= Saved entries =
******

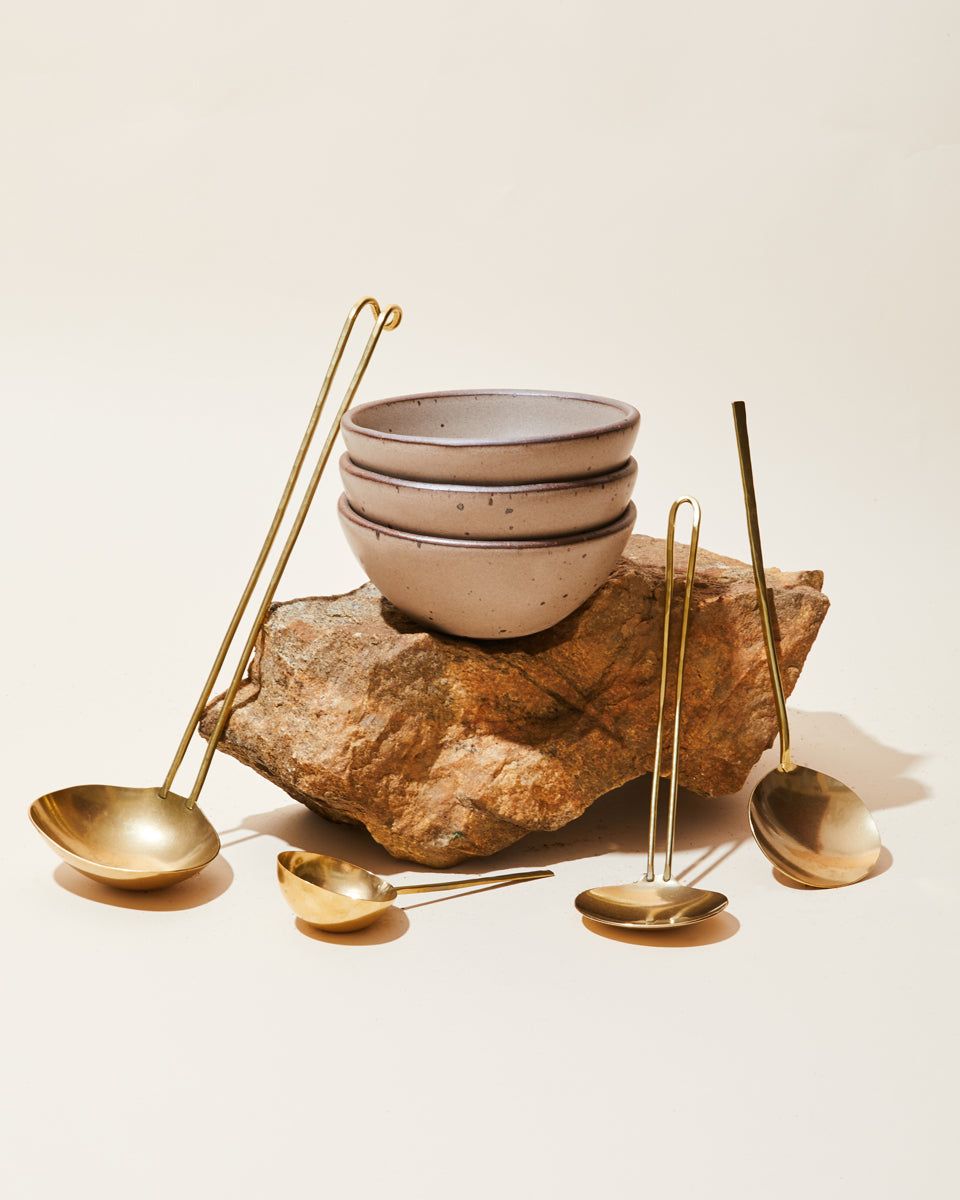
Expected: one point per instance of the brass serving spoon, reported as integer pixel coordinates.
(810, 826)
(651, 903)
(145, 838)
(329, 893)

******

= Exercise requirements =
Return a verbatim transcription of the data, omitting all images.

= Task solution =
Expected: one point per instance of the brass serving spoon, reported as integer pixel coordinates.
(810, 826)
(651, 903)
(145, 838)
(329, 893)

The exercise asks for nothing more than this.